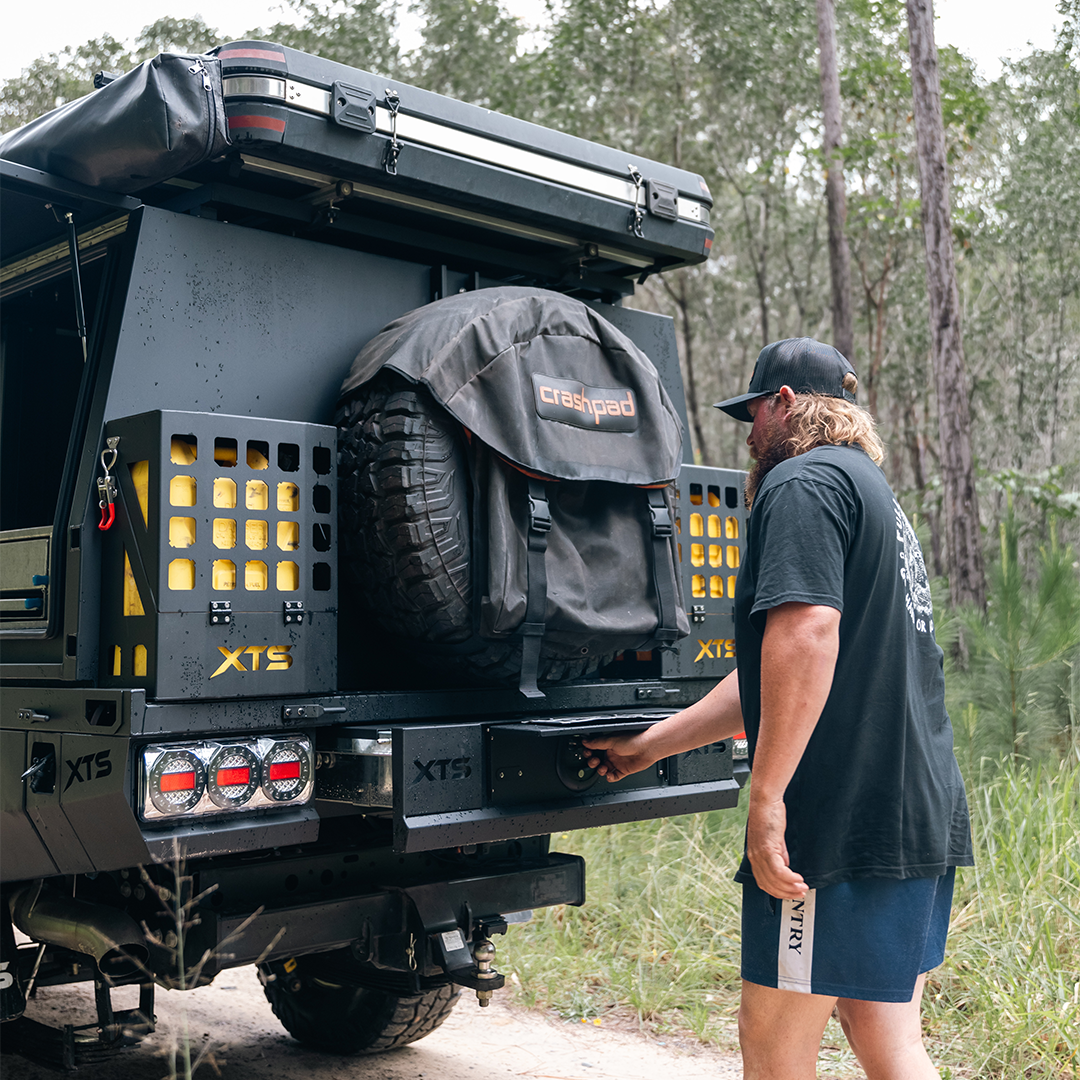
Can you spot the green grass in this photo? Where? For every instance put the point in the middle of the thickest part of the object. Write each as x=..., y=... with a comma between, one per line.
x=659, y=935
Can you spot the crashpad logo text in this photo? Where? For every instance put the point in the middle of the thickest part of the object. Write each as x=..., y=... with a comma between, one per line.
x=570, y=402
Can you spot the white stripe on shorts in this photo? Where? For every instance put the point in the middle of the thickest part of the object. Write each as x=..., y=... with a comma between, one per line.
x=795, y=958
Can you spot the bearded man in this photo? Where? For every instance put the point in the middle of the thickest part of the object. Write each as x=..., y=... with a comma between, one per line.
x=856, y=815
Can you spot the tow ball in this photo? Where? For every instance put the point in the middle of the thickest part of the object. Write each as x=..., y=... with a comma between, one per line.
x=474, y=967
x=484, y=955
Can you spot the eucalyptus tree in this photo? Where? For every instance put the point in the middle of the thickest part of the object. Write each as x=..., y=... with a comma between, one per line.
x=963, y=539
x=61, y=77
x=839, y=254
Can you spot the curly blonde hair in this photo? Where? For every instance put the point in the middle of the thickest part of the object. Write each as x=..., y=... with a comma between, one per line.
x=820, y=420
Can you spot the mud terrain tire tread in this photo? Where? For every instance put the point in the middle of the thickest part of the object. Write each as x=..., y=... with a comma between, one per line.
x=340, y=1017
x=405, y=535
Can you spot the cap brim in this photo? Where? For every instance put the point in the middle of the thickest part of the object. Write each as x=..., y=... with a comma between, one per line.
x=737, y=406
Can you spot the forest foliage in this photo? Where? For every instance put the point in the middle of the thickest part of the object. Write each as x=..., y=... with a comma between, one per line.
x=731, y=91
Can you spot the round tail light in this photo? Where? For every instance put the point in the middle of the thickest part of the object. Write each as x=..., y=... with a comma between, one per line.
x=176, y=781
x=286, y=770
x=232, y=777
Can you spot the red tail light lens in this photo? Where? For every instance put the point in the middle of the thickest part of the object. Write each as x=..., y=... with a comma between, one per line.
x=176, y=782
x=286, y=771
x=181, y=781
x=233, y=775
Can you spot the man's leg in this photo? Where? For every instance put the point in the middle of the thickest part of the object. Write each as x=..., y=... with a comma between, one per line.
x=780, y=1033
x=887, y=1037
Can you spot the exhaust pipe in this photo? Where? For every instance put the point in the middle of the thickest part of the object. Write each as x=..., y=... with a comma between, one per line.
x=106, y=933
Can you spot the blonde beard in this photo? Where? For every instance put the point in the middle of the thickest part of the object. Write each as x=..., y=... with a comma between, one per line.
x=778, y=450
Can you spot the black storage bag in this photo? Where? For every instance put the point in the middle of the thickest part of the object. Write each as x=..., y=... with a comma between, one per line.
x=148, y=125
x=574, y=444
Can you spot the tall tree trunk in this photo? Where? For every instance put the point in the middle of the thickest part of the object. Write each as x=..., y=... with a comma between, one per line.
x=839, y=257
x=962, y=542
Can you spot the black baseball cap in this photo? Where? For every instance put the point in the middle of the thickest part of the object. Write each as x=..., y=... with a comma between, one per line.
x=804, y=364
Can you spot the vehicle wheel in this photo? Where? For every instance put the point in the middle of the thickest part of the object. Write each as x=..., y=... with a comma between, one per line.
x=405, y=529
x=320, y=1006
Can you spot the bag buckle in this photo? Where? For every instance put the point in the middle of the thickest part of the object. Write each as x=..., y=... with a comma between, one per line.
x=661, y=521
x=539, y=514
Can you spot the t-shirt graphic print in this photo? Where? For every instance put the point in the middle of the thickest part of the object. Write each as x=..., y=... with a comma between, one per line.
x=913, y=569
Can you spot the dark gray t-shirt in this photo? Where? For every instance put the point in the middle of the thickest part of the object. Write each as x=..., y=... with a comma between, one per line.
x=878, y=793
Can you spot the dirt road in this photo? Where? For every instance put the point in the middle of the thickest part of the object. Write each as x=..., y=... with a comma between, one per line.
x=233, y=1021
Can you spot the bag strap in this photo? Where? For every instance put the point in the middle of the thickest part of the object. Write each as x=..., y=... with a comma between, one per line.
# # # # # # #
Word for word, write out the full listing, leaving the pictures aside.

» RESPONSE
Can you spot the green grass in this photo? Where? For every instance put the point in the middle of the thickest part of the object. Write each as x=..., y=... with a comma between, one per line.
x=659, y=935
Can you spot the crashpad logo text in this photo? Where? For every instance put the point in the middle of the thickest part of the object. Write each as x=..., y=... with a comma between, one per line.
x=570, y=402
Can you spot the white stripe on shorts in this photo? Where? For every instance put the point in the middle of the thickest part of the object. Write each as x=..., y=... with a comma between, one per line.
x=795, y=958
Can you spot the bearded man in this photo? Where? For every instance put the point in the middle of the thickest part of the object. Write each as x=..., y=... with a comma between, one per line.
x=856, y=815
Can you spot the tow ball in this photo? Where? For every instance put the point in the middle of the thickest part of the object. Write each as x=..., y=... with a comma between, one per line.
x=474, y=967
x=484, y=955
Can you spot the eucalyptus tree in this photo? Where? For every instance put the point in the middle of the thickest part of the object. Write each as x=..., y=... with a comma between, one per line.
x=963, y=539
x=61, y=77
x=839, y=254
Can you spot the curly blonde hair in this photo? Where? For every instance put the point in the middle of the thickest part of the object. Write each as x=..., y=... with a comma between, one per line.
x=820, y=420
Can you spot the mud terrain tire tread in this photo? Where? For every instance put the point in the middle of the thickest part of the object. Write each as x=..., y=... with a comma between, one per line.
x=340, y=1017
x=405, y=535
Can you spot the cap brim in this photo? Where? For every instance put the point in the middle of the thickest part of the object. Write each as x=..., y=... with a comma between, one per line.
x=737, y=406
Can you spot the forest foliage in this photo? Where? For every instance put the point in the middle of the thickest part of the object. Write each as x=..., y=... with a comma between, one per line.
x=731, y=91
Can you spot the round tail light in this photo? Where? For every instance put the point in the middle of the thickest part of the object. Write each as x=..., y=... with a comma between, one per line.
x=176, y=781
x=286, y=770
x=232, y=777
Can you spot the red tail light lens in this photo? Where? For every instance put the point in the middle of the thickest part of the object. Write each as x=..., y=... with a comma between, one per line.
x=176, y=782
x=286, y=771
x=181, y=781
x=233, y=775
Can you spot the man's leg in this photo? Where? For every instance put the point in the middle of the thickest part of the object. Write each as x=..., y=... with a comma between, one per line.
x=780, y=1033
x=887, y=1037
Can you spot the exhaust pipe in this photo? Where? For every instance put the point in the middle of the thickest part of the object. Write each as x=..., y=... with a comma between, one per line.
x=106, y=933
Can you spot the blonde beard in this photo? Where? For every instance put the point in the middle of the thickest part of the object. Write each as x=..., y=... with a comma between, one per line.
x=778, y=450
Can you spot the black storage bag in this photo? Where? For every instance put the point in the middle of the thickest part of the object. Write each as x=..., y=... with a comma between, one per line.
x=148, y=125
x=574, y=444
Can you spot the tall tree trunk in this photo? Where? For every instance put the point in the middle of the thickest part of the object. Write each as x=..., y=... with a comma between, one per line.
x=839, y=257
x=962, y=542
Can you spot the black baseball cap in this photo? Where? For every instance put the point in the middle of the thickest part of the object. Write each as x=..., y=... with a comma between, one per line.
x=804, y=364
Can you spot the vehicle wheel in this photo? Where? For every instance put the point in the middle of the thickest part of the object. Write each as x=..., y=... with a comma between, one per line.
x=405, y=529
x=320, y=1006
Can you spot the bag buckle in this photo? Where? For every instance put the point in the middle of the thickest part of the object. Write each as x=..., y=... with a comma between, one per line.
x=661, y=521
x=539, y=514
Can you spot the t-shirt graphic print in this photo? Where? For every instance put the point in the middle of the thickest part of the object. Write each as x=..., y=... with a comma between, one per line.
x=913, y=569
Can you spot the dark gray t-shirt in this photo? Where? For every instance put the point in the middle of the thickest part of the object. Write each as x=..., y=... with a comma between, one per line.
x=878, y=793
Can you spot the dirt road in this photo? Where? For every instance put the point in the middle of the thickest part of the object. Write each as x=..., y=... with a comma between, one per line.
x=233, y=1021
Can you spot the bag strap in this photo? Where? For every instance put the point in the middle of the thickest part of the object. Write each as x=..., y=... with a comma between, one per line.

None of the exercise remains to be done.